How to Get Your FM-3 Residency Visa in Mexico

If you’re an American or other expat headed south of the border with plans to stay awhile, then you’ll be needing an FM-3 visa, also referred to as a temporary residents’ or residency visa.

As someone who has gone through the process of acquiring the FM-3 visa (and renewing it, which is a whole other hoop-jumping ordeal), I’ve got a few insider’s tips to share:

*Suck it up and hire a lawyer: I’m a big penny pincher and tend to do things the hard way rather than fork over the dough to pay for expert help. I did not, however, extend my spendthrift habits to the visa acquisition process and you shouldn’t either.

Although you can renew your visa on your own (more on that in a bit), you will save time, energy, and even money by hiring a lawyer to prepare and submit your initial FM-3 application. Immigration lawyers in Mexico City practically live in the immigration office, often know the agents personally, and have developed very useful networking relationships with the people who will review, approve, and expedite your application.

Without a lawyer, you are far more likely to see your application end up in a foot-tall stack of papers, not to be seen for months. Aren’t sure how to look for a lawyer? Feel free to e-mail me for some advice.

*Got a lawyer? Get a contract: You’ve got your lawyer. Now, you need to make a contract regarding the terms of service that he or she will be providing. Do NOT pay the full amount requested up front. Indicate your willingness to pay in installments as each step in the submission and approval process is fulfilled. Pay only when you receive confirmation (in the form of an official document from immigration, for example, that your application has been submitted) that the task has been fulfilled. Be certain to ask if the quoted price is fixed or whether additional charges are possible. If you are told that the price is fixed, be sure to write this on the contract and emphasize that you will not pay additional fees without prior authorization.

*Detail methods of contact: You’ve got your lawyer, you’ve got your contract. Now, make sure you have your lawyer’s contact information: phone, cell, e-mail, and fax. If you’ll be interfacing with your lawyer from another country, be sure you have a reliable means of communication to be in touch with him or her. Ask when you can expect to receive updates and follow up if you do not receive them.

*Smile and say cheese: For some reason I fail to understand, the world’s governments refuse to accept photographs for official documents that are of a uniform size. The photos you will need for the FM-3 visa have very strict specifications and you will save yourself time and money by having them done in Mexico. There are numerous businesses around Mexico City’s immigration office that offer photo service. And spring for an extra set. You never know when you’ll need them.

Aim A:
In the FM-3 visa guide, where should the visa photos be taken?
Aim B:
Extend the FM-3 visa guide past its final paragraph with more tips in the same starred format and voice.

Information supplied:
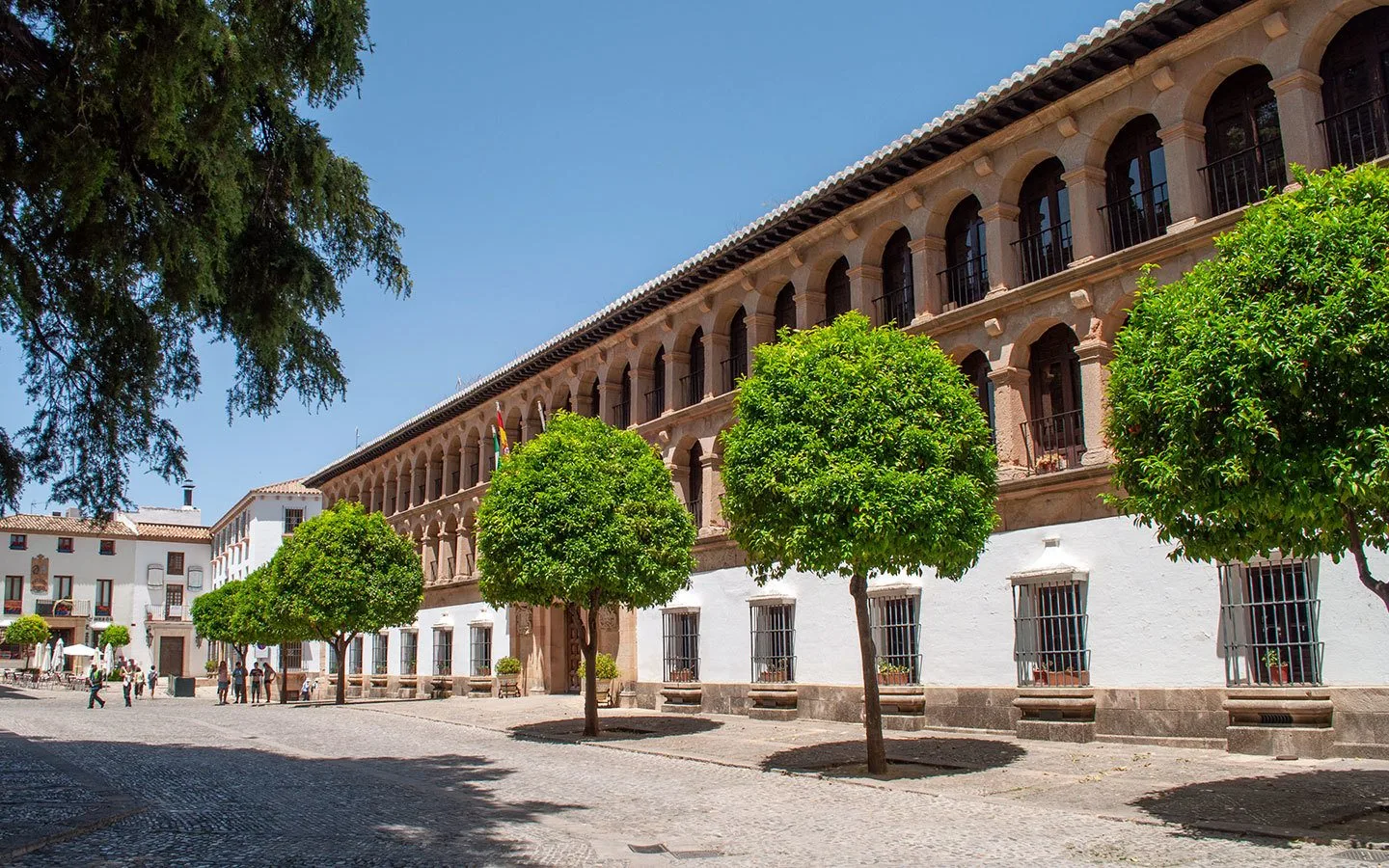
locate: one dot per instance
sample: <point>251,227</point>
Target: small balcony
<point>1054,444</point>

Right answer A:
In Mexico, at one of the many businesses around Mexico City's immigration office that offer photo service.

Right answer B:
*Make copies of everything. When traveling or living abroad for an extended period of time, it is always a good idea to have at least two sets of copies of all of your important documents: passport, birth certificate, marriage certificate (if applicable), three months’ worth of bank statements, last year’s taxes, and proof of employment or economic solvency. You will also need copies of your rental contract or property deed and copies of a utility bill (though not the light bill; take several different utility bills, just in case). Always keep one set of these documents handy for your own reference, and have an extra set prepared to submit upon request to immigration.

Also, any time you submit a document, be sure to make at least one copy (two copies=better) for your records. And be sure to carry coins with you if you’ll be visiting immigration; copy shops are next door and despite your preparedness, you will inevitably need another copy of a document.

*Celebrate and notate: Once you’ve received your FM-3, kick back and have a cold Corona. But be sure to make a copy of your new residency visa and to note your residency number in a separate place.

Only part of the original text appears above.